**Your objective**
Could you reproduce all of the following entries exactly?

── Material for the task ──

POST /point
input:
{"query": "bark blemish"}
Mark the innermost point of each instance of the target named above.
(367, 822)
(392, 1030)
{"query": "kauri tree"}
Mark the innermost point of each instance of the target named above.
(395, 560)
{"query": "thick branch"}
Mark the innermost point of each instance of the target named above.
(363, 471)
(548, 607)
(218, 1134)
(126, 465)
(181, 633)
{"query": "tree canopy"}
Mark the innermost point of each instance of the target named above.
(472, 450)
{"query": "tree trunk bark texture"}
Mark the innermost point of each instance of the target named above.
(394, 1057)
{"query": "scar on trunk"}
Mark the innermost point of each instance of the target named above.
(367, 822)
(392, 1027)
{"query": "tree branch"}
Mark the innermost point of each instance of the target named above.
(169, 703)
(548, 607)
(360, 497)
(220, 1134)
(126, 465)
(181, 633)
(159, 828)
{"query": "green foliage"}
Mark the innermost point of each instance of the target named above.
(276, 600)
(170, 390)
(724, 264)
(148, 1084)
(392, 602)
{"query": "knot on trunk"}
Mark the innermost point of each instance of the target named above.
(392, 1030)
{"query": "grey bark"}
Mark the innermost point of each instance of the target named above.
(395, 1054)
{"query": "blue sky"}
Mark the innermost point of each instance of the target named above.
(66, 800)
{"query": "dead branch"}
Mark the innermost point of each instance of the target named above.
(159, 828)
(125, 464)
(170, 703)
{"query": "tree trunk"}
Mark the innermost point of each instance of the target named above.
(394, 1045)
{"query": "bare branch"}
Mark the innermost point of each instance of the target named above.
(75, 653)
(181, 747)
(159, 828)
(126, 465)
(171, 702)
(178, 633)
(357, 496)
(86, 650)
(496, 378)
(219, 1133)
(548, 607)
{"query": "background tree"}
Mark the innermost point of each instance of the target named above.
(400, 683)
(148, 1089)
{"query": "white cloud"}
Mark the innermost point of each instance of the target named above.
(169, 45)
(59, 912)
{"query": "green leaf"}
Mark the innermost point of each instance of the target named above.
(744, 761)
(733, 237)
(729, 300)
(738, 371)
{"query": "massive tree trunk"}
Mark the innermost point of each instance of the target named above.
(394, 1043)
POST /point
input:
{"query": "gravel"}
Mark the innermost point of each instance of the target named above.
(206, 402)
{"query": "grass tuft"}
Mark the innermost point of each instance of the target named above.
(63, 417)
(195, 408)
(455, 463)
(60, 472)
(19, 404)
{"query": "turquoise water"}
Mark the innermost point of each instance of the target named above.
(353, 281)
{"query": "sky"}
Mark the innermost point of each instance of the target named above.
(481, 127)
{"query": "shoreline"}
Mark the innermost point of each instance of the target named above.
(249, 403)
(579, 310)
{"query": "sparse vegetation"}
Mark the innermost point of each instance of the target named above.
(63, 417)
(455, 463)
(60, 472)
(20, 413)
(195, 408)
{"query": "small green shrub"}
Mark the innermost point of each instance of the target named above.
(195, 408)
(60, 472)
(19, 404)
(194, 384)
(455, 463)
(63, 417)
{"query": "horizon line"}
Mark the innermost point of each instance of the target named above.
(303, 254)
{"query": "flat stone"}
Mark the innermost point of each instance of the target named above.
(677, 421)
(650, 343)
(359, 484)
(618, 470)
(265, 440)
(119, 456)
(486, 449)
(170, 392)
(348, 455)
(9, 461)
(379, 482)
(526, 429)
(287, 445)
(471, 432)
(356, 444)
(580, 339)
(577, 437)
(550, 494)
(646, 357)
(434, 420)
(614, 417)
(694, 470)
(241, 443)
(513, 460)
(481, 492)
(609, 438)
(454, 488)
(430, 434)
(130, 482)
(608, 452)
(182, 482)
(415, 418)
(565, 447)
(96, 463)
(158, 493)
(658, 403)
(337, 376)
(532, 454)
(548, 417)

───

**Answer to this problem**
POST /point
input:
{"query": "bark blemish"}
Mark the innermost point of each instance of the target named above.
(367, 822)
(392, 1030)
{"query": "kauri tree"}
Mark the innermost point of each instance of the target named above.
(395, 560)
{"query": "thick branch"}
Mark the innermost point of each instance of the target named above.
(363, 471)
(548, 607)
(218, 1134)
(126, 465)
(181, 633)
{"query": "tree canopy"}
Mark the innermost point of each instance of the target named above.
(472, 450)
{"query": "tree trunk bark texture"}
Mark the innermost point of each instance of the target named above.
(394, 1057)
{"query": "scar on trunk"}
Mark the innermost point of each instance of the target named above.
(367, 822)
(392, 1027)
{"query": "tree branch"}
Mark the innermost point of each instance of the target named above.
(169, 703)
(548, 607)
(360, 497)
(220, 1134)
(126, 465)
(181, 633)
(159, 828)
{"query": "green foliage"}
Mark the innermost point of each instance of the target named above.
(276, 600)
(170, 390)
(724, 264)
(148, 1084)
(392, 602)
{"query": "knot on trunk"}
Mark the innermost point of each instance of the target named above.
(392, 1030)
{"query": "grey bark"}
Mark the innermost point of each instance of the target named above.
(395, 1054)
{"query": "blue sky"}
Mark the innermost point of each instance of the target named above.
(66, 800)
{"query": "dead branch"}
Mark the innermost point of each instance of the target named above.
(159, 828)
(125, 464)
(170, 703)
{"query": "tree trunk"}
Mark the innermost point of each instance of the target named above.
(394, 1045)
{"query": "bare branch"}
Mark the innermost point of each instance of the target named above.
(75, 653)
(181, 747)
(159, 828)
(126, 465)
(171, 702)
(178, 633)
(357, 496)
(86, 650)
(496, 378)
(219, 1133)
(548, 607)
{"query": "background tree"}
Mark the innermost point of each instance of the target named above.
(400, 683)
(148, 1089)
{"query": "white cloud"}
Mark the innermost point of each instance of the target named above.
(169, 45)
(59, 912)
{"query": "green leaf"}
Mark the innermost point of each instance of the target named above.
(744, 761)
(733, 237)
(729, 300)
(738, 371)
{"query": "massive tree trunk"}
Mark the innermost point of each instance of the target named above.
(394, 1043)
POST /point
input:
{"query": "gravel"}
Mark the innermost point of each instance of the target named above.
(206, 402)
{"query": "grass tuft"}
Mark the innermost point of each instance of the target named above.
(63, 417)
(195, 408)
(455, 463)
(60, 472)
(19, 404)
{"query": "turquoise water"}
Mark the innermost point of each instance of the target named above.
(353, 281)
{"query": "sky"}
Mark the innermost point of each instance of the target named above.
(481, 127)
{"query": "shoreline"}
Mark the innermost point of each instance of the target named above.
(249, 403)
(579, 310)
{"query": "sparse vegetation"}
Mark the innermost point of each instance of the target named above.
(63, 417)
(455, 463)
(60, 472)
(20, 413)
(195, 408)
{"query": "small green shrub"}
Mark the innermost point of each instance of the target named above.
(195, 408)
(60, 472)
(19, 404)
(194, 384)
(455, 463)
(63, 417)
{"query": "horizon line"}
Mark the innermost point of each instance of the target named above.
(303, 254)
{"query": "flat stone"}
Mark the innermost point of each instance of the target named above.
(677, 421)
(650, 343)
(359, 484)
(618, 470)
(265, 440)
(119, 456)
(486, 449)
(170, 392)
(348, 455)
(9, 461)
(379, 482)
(526, 429)
(287, 445)
(471, 432)
(356, 444)
(580, 339)
(577, 437)
(550, 494)
(646, 357)
(434, 420)
(614, 417)
(694, 470)
(241, 443)
(513, 460)
(481, 492)
(609, 438)
(454, 488)
(430, 434)
(130, 482)
(608, 452)
(182, 482)
(415, 418)
(565, 447)
(96, 463)
(158, 493)
(658, 403)
(337, 376)
(532, 454)
(548, 417)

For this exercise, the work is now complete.